## START Provided data

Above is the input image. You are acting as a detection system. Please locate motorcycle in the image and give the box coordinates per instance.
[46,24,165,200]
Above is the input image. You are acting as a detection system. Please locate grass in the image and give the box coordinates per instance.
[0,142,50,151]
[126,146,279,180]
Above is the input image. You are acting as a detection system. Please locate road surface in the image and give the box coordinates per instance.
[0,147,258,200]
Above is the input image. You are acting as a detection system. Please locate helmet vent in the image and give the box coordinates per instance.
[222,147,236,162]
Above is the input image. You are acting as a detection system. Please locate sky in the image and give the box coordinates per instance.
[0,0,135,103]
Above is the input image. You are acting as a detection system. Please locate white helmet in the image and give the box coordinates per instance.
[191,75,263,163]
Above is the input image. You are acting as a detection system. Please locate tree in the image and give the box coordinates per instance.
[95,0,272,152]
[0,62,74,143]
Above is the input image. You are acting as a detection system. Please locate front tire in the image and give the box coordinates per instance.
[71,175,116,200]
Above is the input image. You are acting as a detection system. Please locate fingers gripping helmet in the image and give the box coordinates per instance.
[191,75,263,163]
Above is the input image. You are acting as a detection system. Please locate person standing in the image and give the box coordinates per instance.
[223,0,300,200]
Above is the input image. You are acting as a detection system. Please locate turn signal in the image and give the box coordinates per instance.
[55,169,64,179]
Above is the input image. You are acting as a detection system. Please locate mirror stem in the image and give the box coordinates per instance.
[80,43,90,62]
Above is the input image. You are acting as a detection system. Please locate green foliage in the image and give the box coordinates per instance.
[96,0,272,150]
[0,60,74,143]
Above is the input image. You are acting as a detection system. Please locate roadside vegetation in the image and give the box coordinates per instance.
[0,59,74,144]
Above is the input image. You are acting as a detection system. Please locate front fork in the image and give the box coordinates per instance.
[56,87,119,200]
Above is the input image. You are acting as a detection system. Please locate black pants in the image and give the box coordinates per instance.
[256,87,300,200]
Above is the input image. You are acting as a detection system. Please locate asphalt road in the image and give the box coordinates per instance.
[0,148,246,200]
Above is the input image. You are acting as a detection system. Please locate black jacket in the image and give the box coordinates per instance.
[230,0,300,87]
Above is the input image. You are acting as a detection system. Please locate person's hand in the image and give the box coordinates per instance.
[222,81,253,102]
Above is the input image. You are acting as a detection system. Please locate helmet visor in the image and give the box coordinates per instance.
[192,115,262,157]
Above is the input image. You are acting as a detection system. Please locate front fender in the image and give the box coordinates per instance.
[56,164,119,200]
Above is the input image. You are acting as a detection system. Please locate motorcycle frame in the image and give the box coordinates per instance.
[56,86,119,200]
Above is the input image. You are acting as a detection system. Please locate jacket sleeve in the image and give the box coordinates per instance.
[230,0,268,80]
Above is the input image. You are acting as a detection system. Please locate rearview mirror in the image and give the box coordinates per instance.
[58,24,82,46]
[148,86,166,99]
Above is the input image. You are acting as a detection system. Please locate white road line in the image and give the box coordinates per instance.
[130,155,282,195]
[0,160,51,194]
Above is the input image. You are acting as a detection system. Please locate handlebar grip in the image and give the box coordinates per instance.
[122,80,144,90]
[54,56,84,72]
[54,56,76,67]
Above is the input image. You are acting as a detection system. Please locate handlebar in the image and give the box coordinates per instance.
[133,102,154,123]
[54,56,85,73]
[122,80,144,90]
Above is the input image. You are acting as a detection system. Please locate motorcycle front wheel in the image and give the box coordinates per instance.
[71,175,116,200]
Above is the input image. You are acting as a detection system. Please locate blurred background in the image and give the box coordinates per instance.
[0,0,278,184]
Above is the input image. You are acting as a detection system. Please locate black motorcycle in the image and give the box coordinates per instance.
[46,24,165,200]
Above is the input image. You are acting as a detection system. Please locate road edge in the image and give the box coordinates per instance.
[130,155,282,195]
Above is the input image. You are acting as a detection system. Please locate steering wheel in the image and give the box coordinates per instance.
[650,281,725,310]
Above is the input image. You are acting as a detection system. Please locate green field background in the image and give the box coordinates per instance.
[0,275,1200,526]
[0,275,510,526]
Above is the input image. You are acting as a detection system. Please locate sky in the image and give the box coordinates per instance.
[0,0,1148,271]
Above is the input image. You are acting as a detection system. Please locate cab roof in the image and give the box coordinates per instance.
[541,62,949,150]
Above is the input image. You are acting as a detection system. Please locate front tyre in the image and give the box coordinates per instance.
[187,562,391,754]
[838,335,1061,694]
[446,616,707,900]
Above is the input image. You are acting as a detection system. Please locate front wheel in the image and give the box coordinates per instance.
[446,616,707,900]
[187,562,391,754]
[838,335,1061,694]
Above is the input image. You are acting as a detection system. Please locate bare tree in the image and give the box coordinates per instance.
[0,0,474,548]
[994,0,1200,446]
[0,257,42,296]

## END Provided data

▶ Job: Copy each of the records above word for word, leaving every line unchanged.

▶ Solved problem:
Above is the input image. You are acting as a detection system. Please locate motorcycle in the image and give the box coordinates per instance.
[46,24,165,200]
Above is the input image. You are acting as a detection system. Please locate grass in the image and give the box coordinates per instance.
[0,142,50,151]
[126,146,279,180]
Above is the input image. You are acting as a detection system. Please locate road surface in the image and give the box coordinates per instance.
[0,147,258,200]
Above is the input image. You are acting as a detection system. Please locate helmet vent in the image and give the box coordinates per instance.
[222,147,236,162]
Above is the input image. You are acting as a detection system. Please locate sky in the image and give the box coordinates per instance.
[0,0,135,103]
Above is the input image. You are acting as a detection system. Please locate white helmet in the image and give the box coordinates per instance.
[191,75,263,163]
Above is the input image. You are acting as a detection system. Please locate tree in the image and give the box coordinates per instance.
[95,0,272,152]
[0,62,74,143]
Above is the input image. You are acting as a detection system. Please locate front tire in the image and give the box coordinates per instance.
[71,175,116,200]
Above is the input image. You are acting as a detection system. Please locate fingers gripping helmet in the image and give the box coordinates per instance.
[191,75,263,163]
Above is the input image. You are acting as a detection system. Please locate person standing in the image and give the box coordinates per instance.
[223,0,300,200]
Above is the input image. You are acting as a detection system. Please locate turn signal in the image and give the box coordinates per instance.
[55,169,64,179]
Above is the input image. You are acting as a detection system. Please locate mirror stem in the image and give the box coordinates per instance.
[80,43,90,62]
Above is the input image. You are acting as a detection system. Please locate green foliage in the image and give the box coordinates per instance.
[96,0,272,150]
[0,60,74,143]
Above is the input image. You are acting as a detection system. Please locate roadside vegetation in the image and give the box coordinates per instance.
[0,59,74,144]
Above is the input image. You are acting as a detection system. Please locate front fork in the image and give the box coordinates per instance.
[56,87,119,200]
Above is the input image. You are acting as a detection system. Please locate black pants in the image and give the box coordinates per instance.
[256,87,300,200]
Above is the input image. You are acting as a detection system. Please locate asphalt road in the image and give the box coordinates per instance.
[0,148,246,200]
Above is the input image. You are acting as a detection system. Please locate black jacket in the image and give the box coordinates per instance.
[230,0,300,87]
Above is the input image. You are acting as a detection system. Please locate person's hand in the image and give the box coordinates per instance.
[222,81,253,102]
Above is the input image. You are acting as a detection system. Please locate helmet visor in the image and give the box coordinates per instance.
[192,115,262,157]
Above is the input image. You are acting as a detection system. Please locate front fender in the image and give the box coordinates per instance.
[56,164,119,200]
Above is the input image. You are acting as a detection system. Please locate motorcycle frame in the image and give the box coordinates per instance.
[56,86,119,200]
Above is the input image. You are acting as a detection system. Please locate jacket sleeve in the image and give the box coordinates per instance.
[230,0,268,80]
Above is the input image. You are acting as a detection system. Please locate rearview mirror in the image and give the box coordinates per instance.
[58,24,82,46]
[148,86,166,99]
Above is the input image. You are acting as a detection system. Please locate white road line in the image and give the box coordinates per instance.
[130,155,282,195]
[0,160,51,194]
Above is the input image. You are acting as a detection system. Please locate handlebar grip in the image and give the box coordinates per instance.
[122,80,144,90]
[54,56,84,72]
[54,56,76,67]
Above is the input image. You are acting as a detection system. Please locate handlebar in the image and give the box coordinates per instance.
[133,102,154,123]
[54,56,85,73]
[122,80,144,90]
Above is the input image. You are acting as a detection system. Please locate motorcycle front wheel in the image and give the box coordinates per instance.
[71,175,116,200]
Above is the input image. You are acting as a detection system. Please locate blurred background in the image and give the box coordinates per instance.
[0,0,278,184]
Above is the input image. You are acting as a detection system. Please locate black motorcycle in the image and give the box coordinates per instance.
[46,24,165,200]
Above is the input image. You are acting as a detection system. Please locate road edge in the image and give the box coordinates per instance.
[130,155,282,195]
Above is the input image. You are acting as a detection system. Please locate steering wheel in the image and give the box coordinates per instance.
[650,281,725,310]
Above is the input image. You are acting as a detection system. Please locate green field background in the image and give the box coordinates per instance.
[0,275,1200,526]
[0,275,510,526]
Above is the input image. You are acting as a detection system. Please locate sky in the image and give the box coordinates per instance.
[0,0,1148,271]
Above is the input image. You are acting as a detection system. Please locate cab roof in the image and give the box coordinates per instance.
[541,62,949,150]
Above is the input image. You are acting as a detection system. Please locate front tyre in the image and give the box coordinates per instance.
[187,562,391,754]
[838,335,1061,694]
[446,616,707,900]
Above is the input image. You are acting as a detection system. Please locate front wheel in the image and give the box coordinates per instance.
[446,616,707,900]
[187,562,391,754]
[838,335,1061,694]
Above is the input image. You are acting as a detection system. Please locate bare tree in the image and give the box coordinates per instance.
[0,0,474,548]
[994,0,1200,446]
[0,257,42,296]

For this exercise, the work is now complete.